Top of SUPPLIED ENTRIES
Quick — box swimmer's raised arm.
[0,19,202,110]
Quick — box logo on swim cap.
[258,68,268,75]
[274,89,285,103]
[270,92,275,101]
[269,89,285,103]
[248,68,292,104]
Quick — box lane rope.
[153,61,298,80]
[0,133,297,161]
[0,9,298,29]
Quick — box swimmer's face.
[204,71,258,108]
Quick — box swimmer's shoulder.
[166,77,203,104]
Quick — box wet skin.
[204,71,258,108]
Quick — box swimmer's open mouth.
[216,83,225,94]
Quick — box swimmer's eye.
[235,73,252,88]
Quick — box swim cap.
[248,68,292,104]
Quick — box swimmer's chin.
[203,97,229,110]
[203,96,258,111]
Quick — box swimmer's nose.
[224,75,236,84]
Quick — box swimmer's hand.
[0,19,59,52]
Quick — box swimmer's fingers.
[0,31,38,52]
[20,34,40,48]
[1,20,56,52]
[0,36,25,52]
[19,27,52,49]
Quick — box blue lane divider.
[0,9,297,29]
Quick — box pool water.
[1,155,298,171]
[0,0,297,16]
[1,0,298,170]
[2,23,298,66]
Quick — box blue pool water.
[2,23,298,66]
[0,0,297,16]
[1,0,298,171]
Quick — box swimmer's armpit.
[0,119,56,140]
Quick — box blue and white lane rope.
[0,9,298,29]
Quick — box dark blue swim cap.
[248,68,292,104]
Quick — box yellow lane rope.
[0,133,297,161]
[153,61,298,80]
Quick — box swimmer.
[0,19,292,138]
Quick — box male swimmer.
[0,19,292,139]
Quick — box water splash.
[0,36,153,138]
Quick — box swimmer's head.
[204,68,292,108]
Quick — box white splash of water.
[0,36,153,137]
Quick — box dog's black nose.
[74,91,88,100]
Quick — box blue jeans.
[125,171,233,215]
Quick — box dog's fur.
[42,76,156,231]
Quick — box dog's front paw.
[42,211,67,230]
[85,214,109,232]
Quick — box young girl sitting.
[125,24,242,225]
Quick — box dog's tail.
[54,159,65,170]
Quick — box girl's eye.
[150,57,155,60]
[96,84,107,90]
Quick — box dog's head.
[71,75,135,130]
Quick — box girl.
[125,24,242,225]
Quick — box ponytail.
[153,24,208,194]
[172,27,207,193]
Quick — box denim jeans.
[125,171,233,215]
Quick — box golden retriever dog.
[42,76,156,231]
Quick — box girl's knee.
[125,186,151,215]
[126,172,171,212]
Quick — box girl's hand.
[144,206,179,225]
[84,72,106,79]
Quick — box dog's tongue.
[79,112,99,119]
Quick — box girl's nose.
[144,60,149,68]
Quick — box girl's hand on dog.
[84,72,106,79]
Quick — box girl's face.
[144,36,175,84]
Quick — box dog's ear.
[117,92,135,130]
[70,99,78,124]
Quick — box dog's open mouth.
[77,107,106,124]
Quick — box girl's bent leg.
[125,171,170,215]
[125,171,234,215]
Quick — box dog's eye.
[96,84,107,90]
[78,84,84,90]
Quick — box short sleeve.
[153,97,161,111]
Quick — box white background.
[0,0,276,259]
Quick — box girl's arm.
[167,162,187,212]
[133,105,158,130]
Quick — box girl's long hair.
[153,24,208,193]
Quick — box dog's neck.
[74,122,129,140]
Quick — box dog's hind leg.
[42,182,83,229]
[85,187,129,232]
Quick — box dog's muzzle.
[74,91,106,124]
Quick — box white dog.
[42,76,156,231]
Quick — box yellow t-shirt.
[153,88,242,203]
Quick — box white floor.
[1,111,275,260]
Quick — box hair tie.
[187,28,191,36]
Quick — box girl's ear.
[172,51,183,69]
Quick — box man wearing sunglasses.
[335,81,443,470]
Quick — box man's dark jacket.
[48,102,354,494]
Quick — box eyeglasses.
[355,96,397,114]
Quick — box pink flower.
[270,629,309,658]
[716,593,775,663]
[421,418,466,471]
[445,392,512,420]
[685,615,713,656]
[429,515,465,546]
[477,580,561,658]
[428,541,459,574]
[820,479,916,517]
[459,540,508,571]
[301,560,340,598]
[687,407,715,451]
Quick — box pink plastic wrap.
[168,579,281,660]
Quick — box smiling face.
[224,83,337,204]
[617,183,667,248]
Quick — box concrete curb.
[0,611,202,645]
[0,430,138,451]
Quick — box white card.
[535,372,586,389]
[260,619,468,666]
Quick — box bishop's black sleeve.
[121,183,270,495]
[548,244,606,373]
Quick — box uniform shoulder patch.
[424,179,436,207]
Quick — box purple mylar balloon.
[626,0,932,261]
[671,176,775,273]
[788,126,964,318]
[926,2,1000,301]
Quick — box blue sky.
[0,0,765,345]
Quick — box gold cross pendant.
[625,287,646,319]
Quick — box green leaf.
Bottom of SUPPLIED ENTRIES
_REQUIRED ACTION_. A verbatim copy of the lines from the one with "Quick — box gold cross pendant." to the end of the listing is the whole answer.

_REPLY TO THE EXERCISE_.
Quick — box gold cross pendant.
[625,287,646,319]
Quick — box green leaf.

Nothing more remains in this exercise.